RECORD EXCERPTS:
===============

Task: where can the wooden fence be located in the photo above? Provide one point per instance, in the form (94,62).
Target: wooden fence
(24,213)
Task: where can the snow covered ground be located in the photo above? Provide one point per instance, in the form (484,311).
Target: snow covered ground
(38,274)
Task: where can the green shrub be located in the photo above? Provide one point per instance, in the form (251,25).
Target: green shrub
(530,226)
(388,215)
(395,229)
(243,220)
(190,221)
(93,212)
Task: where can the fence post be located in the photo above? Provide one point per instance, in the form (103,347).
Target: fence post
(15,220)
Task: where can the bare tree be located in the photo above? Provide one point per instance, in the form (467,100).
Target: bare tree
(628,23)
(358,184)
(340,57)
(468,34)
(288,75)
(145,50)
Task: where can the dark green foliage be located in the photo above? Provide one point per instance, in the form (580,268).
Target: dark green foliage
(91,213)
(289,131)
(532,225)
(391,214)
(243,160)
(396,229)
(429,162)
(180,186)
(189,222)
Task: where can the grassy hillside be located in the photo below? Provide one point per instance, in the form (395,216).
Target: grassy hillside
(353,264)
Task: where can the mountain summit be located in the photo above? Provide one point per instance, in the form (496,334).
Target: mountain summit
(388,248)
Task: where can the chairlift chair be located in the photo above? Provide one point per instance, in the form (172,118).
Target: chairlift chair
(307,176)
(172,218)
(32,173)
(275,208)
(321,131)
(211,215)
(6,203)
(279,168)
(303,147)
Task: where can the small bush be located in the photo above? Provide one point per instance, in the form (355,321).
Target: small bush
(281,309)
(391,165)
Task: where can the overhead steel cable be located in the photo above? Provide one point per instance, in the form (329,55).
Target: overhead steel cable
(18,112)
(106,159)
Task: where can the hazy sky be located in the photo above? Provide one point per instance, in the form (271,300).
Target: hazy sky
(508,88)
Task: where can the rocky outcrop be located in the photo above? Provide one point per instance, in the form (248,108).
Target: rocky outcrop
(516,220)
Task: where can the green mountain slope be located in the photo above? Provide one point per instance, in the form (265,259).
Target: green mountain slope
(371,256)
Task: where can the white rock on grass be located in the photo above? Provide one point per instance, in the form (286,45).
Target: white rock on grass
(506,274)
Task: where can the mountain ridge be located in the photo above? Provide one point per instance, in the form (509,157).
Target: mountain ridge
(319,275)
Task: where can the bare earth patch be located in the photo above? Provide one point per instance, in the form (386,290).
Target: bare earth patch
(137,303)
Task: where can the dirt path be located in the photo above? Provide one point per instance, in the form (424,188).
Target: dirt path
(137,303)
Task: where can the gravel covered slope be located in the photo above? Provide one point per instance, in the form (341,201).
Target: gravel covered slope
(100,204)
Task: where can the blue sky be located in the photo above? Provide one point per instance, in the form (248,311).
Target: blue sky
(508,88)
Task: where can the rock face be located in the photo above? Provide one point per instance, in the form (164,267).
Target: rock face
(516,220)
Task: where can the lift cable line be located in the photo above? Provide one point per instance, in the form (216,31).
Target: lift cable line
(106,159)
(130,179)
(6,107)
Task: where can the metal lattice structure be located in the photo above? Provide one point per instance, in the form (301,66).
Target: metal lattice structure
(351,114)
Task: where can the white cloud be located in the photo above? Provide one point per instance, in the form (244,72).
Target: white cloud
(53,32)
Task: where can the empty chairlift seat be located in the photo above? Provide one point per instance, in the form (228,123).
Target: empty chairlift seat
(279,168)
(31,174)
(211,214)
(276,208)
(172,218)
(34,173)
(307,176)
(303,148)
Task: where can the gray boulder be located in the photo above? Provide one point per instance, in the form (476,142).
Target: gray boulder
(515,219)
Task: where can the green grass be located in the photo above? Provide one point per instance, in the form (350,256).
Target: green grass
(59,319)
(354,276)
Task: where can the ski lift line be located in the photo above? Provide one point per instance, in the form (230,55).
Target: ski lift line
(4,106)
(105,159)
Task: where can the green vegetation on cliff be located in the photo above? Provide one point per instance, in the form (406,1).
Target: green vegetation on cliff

===============

WORK REQUIRED: Copy the material word for word, from the line containing "Task: where can the rock face" through the end of the material, including both of those lines.

REPLY TO THE TASK:
Task: where can the rock face be located in the photo above? Provide one point per instance, in the form (164,267).
Target: rock face
(516,220)
Task: where can the lift cable line be located in the photo above? Provide one point per instance, in the form (216,31).
Target: lift cable line
(106,159)
(130,179)
(6,107)
Task: where can the metal lattice structure be located in the photo above? Provide one point per instance, in the form (301,66).
Target: metal lattice structure
(351,114)
Task: where can the white cloud be located in the photo above? Provide one point per instance, in the form (244,72).
Target: white cloud
(53,32)
Task: where can the empty chairlift seat be located in the photo above? Provide one point per instance, in the form (228,123).
Target: empty chairlift seat
(279,168)
(31,174)
(211,214)
(276,208)
(172,218)
(34,173)
(307,176)
(303,148)
Task: where can the gray boulder be located in the photo above? Provide one point per instance, in the form (476,142).
Target: gray boulder
(515,219)
Task: where can the green grass be located in the photo above? Provide one point per instance, in the form (350,256).
Target: green grass
(59,319)
(354,276)
Task: where can the ski lift line be located in the photo above? Provide one point per instance, in the form (230,55).
Target: ski lift line
(4,106)
(105,159)
Task: where can the green vegetation on cliff be located in the photo above? Provide one point per instance, in the form (406,1).
Target: green vegetation on cliff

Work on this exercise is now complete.